=== GIVEN DATA ===
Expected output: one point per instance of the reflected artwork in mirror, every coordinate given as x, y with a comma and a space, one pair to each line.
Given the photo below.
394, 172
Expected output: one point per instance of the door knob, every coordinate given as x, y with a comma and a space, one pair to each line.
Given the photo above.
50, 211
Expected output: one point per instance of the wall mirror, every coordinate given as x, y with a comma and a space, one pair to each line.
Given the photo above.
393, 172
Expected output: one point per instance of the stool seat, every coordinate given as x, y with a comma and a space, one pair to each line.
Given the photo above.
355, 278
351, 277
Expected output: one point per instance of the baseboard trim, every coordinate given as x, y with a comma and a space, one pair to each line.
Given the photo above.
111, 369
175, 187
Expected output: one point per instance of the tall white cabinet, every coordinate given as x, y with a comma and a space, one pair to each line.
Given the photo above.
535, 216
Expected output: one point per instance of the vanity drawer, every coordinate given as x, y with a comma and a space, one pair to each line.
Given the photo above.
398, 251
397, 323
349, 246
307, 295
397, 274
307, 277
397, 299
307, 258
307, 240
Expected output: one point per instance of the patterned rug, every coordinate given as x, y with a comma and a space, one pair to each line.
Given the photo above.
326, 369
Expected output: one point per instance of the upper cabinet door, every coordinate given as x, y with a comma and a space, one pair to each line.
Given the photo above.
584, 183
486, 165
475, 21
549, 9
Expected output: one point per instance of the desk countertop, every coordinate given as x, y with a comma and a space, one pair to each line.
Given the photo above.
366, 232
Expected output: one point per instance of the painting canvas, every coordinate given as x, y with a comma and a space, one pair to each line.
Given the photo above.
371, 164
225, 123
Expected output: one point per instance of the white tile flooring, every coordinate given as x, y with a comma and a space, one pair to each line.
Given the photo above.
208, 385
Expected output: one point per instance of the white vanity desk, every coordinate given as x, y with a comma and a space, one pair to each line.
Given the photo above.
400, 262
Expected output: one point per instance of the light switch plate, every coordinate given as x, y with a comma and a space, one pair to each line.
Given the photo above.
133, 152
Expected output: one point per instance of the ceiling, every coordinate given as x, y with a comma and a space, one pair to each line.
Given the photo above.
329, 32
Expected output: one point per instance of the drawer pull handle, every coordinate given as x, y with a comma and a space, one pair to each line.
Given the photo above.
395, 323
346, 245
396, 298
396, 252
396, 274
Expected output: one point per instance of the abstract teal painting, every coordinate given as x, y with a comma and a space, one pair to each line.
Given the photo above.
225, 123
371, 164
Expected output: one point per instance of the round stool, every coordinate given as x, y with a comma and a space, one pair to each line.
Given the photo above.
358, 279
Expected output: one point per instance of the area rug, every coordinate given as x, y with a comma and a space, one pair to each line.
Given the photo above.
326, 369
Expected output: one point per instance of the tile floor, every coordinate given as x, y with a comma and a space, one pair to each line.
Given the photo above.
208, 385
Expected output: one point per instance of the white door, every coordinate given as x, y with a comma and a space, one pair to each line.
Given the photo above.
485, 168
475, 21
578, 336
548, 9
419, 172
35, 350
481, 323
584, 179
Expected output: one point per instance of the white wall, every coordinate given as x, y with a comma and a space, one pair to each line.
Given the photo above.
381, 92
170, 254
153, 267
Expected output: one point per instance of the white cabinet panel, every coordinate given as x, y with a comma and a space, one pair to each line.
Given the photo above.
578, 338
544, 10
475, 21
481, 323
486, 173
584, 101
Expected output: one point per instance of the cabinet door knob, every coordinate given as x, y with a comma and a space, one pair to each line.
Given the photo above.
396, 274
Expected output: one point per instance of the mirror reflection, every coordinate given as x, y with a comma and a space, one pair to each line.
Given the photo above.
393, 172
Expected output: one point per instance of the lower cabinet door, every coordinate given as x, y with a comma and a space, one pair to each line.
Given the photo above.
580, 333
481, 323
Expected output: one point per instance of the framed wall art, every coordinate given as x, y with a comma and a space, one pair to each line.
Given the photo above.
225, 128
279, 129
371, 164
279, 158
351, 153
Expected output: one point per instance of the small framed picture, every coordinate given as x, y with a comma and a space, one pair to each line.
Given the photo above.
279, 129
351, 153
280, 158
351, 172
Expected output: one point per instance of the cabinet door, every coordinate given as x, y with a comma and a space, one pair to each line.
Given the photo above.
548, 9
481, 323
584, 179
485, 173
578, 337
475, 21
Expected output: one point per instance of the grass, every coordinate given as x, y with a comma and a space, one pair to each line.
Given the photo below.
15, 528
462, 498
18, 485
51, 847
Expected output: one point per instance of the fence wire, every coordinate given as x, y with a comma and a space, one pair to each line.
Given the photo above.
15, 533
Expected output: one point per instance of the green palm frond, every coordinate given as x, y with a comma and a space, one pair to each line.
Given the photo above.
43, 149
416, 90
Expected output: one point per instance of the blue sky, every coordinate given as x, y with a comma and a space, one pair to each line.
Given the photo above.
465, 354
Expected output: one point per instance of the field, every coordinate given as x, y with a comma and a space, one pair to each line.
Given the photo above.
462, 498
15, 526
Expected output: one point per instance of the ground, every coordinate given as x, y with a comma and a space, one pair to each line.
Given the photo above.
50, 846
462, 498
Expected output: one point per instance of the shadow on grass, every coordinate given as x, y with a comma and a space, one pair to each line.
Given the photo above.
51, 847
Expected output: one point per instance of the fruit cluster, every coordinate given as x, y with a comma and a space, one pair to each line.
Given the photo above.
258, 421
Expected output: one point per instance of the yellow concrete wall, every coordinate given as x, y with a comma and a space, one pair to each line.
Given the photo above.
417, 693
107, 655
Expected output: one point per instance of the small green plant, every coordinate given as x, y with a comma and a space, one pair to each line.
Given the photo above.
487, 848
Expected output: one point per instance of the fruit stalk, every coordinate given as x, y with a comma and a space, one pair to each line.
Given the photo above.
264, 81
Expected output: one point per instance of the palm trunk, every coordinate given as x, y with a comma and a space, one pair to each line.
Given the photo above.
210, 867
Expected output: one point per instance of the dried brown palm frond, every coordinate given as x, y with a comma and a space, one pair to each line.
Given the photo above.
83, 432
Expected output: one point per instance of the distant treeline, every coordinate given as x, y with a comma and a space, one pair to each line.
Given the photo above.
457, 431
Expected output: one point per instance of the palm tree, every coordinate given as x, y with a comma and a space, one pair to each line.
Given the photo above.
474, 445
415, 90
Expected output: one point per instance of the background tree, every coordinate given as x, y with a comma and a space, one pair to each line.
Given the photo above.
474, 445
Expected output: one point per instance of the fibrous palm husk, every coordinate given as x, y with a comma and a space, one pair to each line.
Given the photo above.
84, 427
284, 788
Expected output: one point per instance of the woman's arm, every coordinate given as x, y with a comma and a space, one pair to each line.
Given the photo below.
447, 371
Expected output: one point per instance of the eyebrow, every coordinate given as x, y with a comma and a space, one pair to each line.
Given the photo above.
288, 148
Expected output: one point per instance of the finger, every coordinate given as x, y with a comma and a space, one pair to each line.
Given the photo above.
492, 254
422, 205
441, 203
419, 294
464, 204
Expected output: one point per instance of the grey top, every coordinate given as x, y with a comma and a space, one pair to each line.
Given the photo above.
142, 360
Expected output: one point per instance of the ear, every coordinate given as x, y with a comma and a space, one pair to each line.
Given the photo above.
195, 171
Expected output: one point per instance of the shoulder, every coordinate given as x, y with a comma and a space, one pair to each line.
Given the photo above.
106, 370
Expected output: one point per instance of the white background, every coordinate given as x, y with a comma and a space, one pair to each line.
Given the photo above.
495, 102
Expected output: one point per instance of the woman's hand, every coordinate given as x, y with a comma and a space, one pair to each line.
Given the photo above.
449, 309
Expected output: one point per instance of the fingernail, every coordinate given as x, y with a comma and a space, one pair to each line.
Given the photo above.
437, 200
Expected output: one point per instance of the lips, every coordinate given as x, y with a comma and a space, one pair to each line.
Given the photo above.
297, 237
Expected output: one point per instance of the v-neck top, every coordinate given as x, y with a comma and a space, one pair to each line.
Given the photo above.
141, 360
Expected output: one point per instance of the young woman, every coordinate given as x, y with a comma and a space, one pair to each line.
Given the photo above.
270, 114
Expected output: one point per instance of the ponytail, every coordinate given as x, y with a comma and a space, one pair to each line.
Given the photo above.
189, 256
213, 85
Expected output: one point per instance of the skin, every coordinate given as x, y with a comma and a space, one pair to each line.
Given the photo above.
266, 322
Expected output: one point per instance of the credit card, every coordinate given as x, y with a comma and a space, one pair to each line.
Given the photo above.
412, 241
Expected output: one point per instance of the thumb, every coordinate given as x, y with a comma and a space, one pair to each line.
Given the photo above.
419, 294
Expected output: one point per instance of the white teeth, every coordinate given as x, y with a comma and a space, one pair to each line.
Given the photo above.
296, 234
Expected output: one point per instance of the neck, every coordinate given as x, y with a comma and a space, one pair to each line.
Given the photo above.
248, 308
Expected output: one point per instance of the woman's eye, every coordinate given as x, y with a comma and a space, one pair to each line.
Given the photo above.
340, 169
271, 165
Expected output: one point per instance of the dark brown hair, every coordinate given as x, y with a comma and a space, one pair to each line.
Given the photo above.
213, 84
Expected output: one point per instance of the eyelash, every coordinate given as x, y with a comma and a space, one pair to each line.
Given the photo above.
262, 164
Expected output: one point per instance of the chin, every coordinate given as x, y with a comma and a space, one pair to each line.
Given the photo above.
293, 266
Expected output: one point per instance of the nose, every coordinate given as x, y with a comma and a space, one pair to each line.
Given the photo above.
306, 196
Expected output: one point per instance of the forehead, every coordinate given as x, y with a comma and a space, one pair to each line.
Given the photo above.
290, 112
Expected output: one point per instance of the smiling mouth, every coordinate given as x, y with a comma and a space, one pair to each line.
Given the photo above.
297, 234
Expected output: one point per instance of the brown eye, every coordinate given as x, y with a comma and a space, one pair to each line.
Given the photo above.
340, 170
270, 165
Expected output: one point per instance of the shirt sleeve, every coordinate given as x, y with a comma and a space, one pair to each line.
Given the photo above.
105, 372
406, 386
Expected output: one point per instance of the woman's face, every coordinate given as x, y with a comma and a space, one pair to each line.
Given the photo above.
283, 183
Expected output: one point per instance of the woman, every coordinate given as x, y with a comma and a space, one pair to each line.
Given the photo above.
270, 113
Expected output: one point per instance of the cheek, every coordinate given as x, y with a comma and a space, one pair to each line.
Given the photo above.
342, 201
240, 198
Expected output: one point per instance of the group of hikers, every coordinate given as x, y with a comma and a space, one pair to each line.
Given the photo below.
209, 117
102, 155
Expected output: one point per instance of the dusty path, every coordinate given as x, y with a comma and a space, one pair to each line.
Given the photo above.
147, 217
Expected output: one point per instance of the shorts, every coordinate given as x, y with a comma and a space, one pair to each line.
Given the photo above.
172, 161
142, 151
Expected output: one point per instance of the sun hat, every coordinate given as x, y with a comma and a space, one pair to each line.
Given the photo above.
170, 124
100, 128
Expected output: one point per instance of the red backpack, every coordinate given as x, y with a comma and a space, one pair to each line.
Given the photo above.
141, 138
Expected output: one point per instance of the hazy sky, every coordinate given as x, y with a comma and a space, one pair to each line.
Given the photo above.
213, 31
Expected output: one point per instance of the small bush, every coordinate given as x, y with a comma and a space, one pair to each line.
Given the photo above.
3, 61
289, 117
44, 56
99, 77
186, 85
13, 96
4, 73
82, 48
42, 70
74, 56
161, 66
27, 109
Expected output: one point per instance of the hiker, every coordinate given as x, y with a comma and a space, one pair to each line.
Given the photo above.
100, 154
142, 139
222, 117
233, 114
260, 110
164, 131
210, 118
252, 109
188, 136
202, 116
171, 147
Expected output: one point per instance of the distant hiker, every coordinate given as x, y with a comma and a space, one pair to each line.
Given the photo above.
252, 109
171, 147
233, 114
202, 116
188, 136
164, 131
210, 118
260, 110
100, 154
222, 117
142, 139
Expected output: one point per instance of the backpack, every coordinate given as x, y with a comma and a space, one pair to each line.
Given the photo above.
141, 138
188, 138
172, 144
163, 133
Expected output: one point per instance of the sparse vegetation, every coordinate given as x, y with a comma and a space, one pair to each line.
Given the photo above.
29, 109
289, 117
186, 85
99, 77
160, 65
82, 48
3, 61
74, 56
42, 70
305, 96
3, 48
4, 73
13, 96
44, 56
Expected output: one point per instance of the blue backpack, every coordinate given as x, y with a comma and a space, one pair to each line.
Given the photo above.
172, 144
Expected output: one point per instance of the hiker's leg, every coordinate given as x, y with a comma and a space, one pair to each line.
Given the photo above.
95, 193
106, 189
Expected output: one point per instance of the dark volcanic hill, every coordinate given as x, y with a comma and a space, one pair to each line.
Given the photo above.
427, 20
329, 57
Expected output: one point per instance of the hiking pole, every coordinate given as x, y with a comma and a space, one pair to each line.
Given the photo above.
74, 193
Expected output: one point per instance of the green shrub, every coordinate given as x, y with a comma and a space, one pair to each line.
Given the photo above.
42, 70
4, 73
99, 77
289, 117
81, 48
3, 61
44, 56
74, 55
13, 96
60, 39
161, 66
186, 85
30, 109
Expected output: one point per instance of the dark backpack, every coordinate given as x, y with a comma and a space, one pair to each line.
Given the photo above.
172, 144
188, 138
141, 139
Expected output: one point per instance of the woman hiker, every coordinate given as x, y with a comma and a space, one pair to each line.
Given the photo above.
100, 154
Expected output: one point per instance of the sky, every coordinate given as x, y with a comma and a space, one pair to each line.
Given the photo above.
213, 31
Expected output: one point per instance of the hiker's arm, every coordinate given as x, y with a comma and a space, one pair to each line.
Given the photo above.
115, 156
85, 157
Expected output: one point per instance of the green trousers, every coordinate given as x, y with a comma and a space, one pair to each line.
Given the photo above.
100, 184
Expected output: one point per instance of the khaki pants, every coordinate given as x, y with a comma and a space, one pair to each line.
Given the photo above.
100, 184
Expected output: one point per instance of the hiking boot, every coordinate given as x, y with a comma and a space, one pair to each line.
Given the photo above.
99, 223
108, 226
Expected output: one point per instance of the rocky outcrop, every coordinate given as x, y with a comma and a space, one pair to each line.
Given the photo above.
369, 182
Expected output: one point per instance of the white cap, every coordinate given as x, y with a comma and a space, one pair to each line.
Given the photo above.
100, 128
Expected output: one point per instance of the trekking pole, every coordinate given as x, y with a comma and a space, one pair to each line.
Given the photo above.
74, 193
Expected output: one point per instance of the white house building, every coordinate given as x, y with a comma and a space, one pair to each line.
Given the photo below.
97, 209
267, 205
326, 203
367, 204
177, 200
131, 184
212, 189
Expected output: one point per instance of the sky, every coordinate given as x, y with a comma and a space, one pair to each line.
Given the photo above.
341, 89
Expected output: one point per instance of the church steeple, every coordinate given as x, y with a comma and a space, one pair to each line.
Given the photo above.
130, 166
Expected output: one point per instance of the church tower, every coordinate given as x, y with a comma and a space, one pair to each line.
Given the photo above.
===
WHAT IS EXPECTED = Tell how many lines of the data contain "grass". Nothing but the number belongs in the reply.

TASK RESPONSE = 2